• _GIVEN PASSAGE_:
These trends span the whole world, for sure. But I’d argue Africa is getting pulverized the worst because the vast majority of Africans can only access the public education system. So if these negative loops keep spinning out of control unchecked, it’s only going to exacerbate our human capital crisis and make it even harder for the continent to compete globally.

We’re playing catch-up in so many areas already. The absolute last thing we can afford is to keep sleepwalking through the erosion of our education foundations and crippling ourselves from a human potential perspective. Getting this fixed has to be the urgent priority. I don’t have all the answers. But I know that passionate, innovative educators and thinkers better start getting valued and empowered with a real mandate to revolutionize our approach. Otherwise, we’re just robbing future generations of their birthright – the opportunity to access truly transformative education as a lever for economic mobility and human flourishing.

Lastly, how can Africa ensure its education system is fit-for-purpose?

Man, this is a big one that gets me riled up. In my view, education in Africa has been totally hijacked by ideologues obsessing over stuff like “decolonizing” curriculums and pushing this myopic “African solutions for African problems” mentality. But they’re missing the bigger picture entirely.

At the end of the day, we need an education system laser-focused on equipping African talent with skills to thrive in the global job market and fostering innovation that can uplift our communities. All this philosophical navel-gazing about what qualifies as “African” knowledge is a destructive distraction from the real work of building world-class human capital.

Look, I’m all for ensuring African voices and perspectives get a rightful seat at the table in academia and don’t get erased from mainstream discourse. Our stories and cultures absolutely deserve to be preserved and amplified. But not at the cost of handicapping our young people’s competitiveness and future prospects.

(Entries taken from a collection)
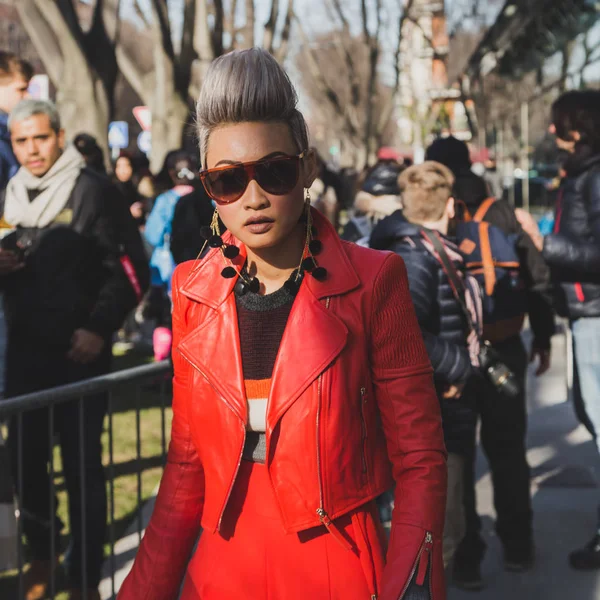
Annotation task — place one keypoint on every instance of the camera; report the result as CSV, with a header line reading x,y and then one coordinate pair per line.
x,y
18,241
497,373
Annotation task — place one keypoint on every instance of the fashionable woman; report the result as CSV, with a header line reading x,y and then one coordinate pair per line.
x,y
301,386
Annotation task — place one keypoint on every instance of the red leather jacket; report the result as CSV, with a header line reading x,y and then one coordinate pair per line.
x,y
352,377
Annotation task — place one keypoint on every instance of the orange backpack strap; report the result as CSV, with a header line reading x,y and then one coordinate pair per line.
x,y
489,273
462,211
482,210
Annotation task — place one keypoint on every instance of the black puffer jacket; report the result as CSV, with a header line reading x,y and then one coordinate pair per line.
x,y
534,271
441,319
73,276
573,252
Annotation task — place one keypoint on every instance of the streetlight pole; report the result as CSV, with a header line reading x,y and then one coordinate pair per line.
x,y
525,154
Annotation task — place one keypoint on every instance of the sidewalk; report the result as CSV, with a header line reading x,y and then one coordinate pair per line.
x,y
564,464
563,458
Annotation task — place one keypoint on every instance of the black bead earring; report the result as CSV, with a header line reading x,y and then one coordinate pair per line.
x,y
214,239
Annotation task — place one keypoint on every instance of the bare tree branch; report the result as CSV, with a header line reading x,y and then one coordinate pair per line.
x,y
282,50
230,24
217,34
248,30
131,71
328,92
373,43
270,25
139,13
46,41
161,18
203,44
347,53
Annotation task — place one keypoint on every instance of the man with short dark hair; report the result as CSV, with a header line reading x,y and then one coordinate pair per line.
x,y
74,268
15,75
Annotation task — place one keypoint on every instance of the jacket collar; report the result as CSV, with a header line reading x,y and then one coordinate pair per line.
x,y
314,336
341,276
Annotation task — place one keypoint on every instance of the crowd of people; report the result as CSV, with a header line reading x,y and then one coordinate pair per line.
x,y
281,311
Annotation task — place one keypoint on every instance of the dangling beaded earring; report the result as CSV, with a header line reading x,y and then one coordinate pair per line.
x,y
312,247
245,283
214,239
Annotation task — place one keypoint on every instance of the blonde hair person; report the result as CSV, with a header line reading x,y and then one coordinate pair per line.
x,y
427,194
302,386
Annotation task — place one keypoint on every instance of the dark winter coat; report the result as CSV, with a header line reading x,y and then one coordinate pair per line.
x,y
573,251
73,276
441,319
192,212
8,163
534,270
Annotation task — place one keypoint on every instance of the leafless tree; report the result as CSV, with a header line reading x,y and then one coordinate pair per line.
x,y
341,71
81,63
166,73
175,76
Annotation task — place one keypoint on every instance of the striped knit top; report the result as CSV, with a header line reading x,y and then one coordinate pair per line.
x,y
261,323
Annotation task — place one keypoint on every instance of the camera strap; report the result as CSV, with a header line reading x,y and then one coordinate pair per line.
x,y
455,280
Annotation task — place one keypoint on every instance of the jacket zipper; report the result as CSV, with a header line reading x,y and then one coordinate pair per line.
x,y
363,401
422,565
237,469
321,512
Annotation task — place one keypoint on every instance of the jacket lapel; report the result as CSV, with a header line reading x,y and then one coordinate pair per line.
x,y
213,346
313,338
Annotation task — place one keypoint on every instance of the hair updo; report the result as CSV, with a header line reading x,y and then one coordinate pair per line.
x,y
248,86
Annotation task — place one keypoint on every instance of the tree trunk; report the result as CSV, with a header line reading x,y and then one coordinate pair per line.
x,y
168,124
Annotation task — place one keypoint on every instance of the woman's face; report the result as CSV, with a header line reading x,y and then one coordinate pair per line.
x,y
258,219
123,169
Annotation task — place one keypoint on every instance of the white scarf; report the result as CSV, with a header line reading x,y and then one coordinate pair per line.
x,y
54,189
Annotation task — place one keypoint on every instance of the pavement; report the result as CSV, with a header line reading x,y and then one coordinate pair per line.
x,y
565,470
565,467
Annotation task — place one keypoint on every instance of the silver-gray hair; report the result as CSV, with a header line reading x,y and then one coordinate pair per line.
x,y
30,108
248,86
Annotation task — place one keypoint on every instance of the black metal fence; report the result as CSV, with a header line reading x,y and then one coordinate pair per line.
x,y
134,386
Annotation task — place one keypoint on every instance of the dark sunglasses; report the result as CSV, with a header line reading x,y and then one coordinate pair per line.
x,y
278,176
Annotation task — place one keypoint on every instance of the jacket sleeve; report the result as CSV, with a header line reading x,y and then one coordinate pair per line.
x,y
174,527
450,362
116,234
410,413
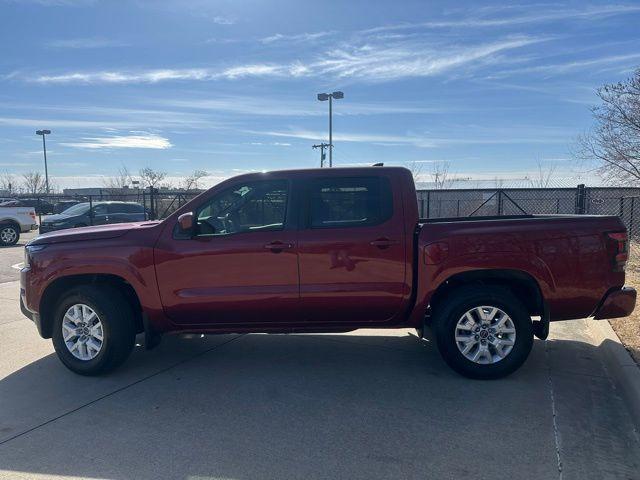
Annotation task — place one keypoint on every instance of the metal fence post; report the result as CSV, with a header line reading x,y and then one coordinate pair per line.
x,y
91,209
581,199
152,206
633,205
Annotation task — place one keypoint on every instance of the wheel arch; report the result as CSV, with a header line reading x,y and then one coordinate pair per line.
x,y
56,289
521,284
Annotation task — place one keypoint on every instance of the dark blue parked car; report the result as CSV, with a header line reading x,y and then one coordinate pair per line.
x,y
100,213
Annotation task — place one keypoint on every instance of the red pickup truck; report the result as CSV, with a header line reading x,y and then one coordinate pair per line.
x,y
328,250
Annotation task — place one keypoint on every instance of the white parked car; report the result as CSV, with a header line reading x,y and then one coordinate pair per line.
x,y
14,221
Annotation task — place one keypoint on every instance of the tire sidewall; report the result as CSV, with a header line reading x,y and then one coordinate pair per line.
x,y
106,315
17,238
465,301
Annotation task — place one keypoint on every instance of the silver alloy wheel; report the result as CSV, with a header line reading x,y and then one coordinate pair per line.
x,y
82,332
485,335
8,235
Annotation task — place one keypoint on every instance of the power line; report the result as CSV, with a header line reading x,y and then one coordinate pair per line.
x,y
323,156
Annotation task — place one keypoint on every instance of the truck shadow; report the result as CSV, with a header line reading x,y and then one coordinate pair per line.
x,y
283,406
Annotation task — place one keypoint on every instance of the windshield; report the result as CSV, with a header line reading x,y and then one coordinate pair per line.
x,y
78,209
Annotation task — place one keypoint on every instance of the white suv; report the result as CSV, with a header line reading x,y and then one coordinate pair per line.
x,y
14,221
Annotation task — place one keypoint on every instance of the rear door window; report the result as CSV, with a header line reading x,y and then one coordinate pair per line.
x,y
350,202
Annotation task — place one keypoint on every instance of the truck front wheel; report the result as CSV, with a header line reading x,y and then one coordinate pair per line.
x,y
94,329
483,332
9,234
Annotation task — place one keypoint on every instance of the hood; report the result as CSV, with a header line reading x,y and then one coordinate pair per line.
x,y
56,218
98,232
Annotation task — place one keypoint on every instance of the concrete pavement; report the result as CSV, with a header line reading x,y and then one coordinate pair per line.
x,y
371,404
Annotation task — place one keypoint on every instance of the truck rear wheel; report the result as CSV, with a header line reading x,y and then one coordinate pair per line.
x,y
9,234
483,332
94,329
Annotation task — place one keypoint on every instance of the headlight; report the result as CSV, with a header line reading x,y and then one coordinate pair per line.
x,y
30,250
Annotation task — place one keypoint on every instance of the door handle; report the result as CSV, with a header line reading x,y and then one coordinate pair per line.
x,y
277,247
383,243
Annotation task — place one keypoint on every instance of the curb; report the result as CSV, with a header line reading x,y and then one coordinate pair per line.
x,y
621,367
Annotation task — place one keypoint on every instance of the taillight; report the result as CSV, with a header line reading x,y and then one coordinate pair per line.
x,y
618,246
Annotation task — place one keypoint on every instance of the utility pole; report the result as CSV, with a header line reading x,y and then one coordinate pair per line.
x,y
324,97
323,156
44,133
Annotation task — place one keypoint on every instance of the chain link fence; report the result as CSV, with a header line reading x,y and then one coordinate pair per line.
x,y
623,202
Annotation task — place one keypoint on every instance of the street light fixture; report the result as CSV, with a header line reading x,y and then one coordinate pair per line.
x,y
44,149
323,97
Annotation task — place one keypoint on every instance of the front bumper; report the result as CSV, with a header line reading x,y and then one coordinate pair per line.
x,y
617,303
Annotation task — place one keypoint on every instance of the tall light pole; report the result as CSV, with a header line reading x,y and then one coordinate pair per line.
x,y
44,149
323,97
322,146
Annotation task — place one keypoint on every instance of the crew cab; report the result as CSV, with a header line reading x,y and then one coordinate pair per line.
x,y
324,250
14,221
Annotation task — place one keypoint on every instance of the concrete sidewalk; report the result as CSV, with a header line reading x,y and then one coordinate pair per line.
x,y
371,404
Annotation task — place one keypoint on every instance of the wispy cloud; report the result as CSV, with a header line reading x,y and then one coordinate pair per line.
x,y
274,144
414,60
300,37
481,136
123,141
56,3
163,75
345,137
559,68
221,20
85,43
538,16
287,107
367,62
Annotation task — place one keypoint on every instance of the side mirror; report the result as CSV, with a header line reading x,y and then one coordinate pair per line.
x,y
186,223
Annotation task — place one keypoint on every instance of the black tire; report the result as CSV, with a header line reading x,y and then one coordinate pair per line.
x,y
462,300
9,234
118,328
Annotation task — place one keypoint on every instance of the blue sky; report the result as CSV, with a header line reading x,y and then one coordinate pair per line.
x,y
229,86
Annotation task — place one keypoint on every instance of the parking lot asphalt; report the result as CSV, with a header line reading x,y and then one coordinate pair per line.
x,y
369,404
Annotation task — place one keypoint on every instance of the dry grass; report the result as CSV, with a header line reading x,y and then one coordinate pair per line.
x,y
628,328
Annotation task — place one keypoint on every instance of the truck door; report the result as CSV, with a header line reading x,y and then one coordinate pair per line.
x,y
352,250
241,266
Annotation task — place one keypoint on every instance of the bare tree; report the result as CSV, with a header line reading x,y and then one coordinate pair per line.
x,y
119,181
151,177
416,170
614,142
543,175
440,175
192,182
33,183
7,182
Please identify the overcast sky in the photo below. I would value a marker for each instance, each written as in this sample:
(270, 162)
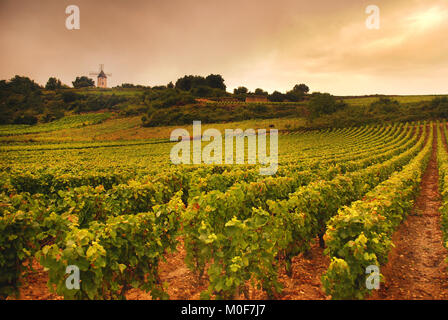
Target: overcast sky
(271, 44)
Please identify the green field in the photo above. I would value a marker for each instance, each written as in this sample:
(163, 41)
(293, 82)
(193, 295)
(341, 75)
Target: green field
(112, 205)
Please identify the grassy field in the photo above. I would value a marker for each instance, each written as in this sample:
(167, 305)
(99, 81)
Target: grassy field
(122, 129)
(363, 101)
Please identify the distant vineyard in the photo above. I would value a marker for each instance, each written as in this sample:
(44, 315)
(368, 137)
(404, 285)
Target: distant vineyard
(63, 123)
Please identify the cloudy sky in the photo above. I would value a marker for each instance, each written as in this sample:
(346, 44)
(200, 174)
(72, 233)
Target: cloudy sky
(271, 44)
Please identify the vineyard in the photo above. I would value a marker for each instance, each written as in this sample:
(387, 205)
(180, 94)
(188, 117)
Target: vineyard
(122, 213)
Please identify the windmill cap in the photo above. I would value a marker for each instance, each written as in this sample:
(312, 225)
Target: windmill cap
(102, 74)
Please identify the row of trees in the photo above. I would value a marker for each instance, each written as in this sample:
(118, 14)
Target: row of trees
(297, 93)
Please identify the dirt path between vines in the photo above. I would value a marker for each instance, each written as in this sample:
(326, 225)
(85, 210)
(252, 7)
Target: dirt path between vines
(416, 269)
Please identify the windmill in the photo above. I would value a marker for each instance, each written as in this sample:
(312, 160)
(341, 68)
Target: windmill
(101, 76)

• _PROBLEM SET_:
[1] According to the passage on education in Africa, why is Africa getting hit the worst by these trends?
[2] Continue the passage on education in Africa from the point where it stops.

• _ANSWERS TO THE TASKS_:
[1] The vast majority of Africans can only access the public education system.

[2]
Africans, like anyone else, simply want access to the best education and training available that prepares them for success – whether that pedagogy originated in Africa, Asia, Europe, or Mars. We’re not naive consumers who will settle for shoddy products just because they check an “African” branding box. Nobody operates that way. People buy what works and what creates value, period. So Africa’s education priority needs to be sourcing and providing efficacious models and curriculums that measurably elevate outcomes and skills-mastery. Wherever those happen to come from is totally irrelevant.

We can’t afford to keep coddling fragile egos or antiquated ideological hangups. That path just breeds insular mediocrity and subpar graduates unequipped for the modern world. Our young people deserve learning that unlocks their fullest potential and opens genuine doors to opportunity on the global stage.

Does that mean jettisoning African identity and history from curriculums entirely? Of course not. We have to find the right balance of building a proud sense of self while also ramping up future-focused STEM skills, creative problem-solving abilities, entrepreneurial thinking – all the goods that seed genuine socioeconomic mobility. But ideological purity tests and pandering can’t be allowed to trump providing the highest quality, most empowering education possible. Our existential priority has to be rapidly developing world-class human capital, even if that means pivoting from constraining dogmas and difficult truths. The stakes are just too high.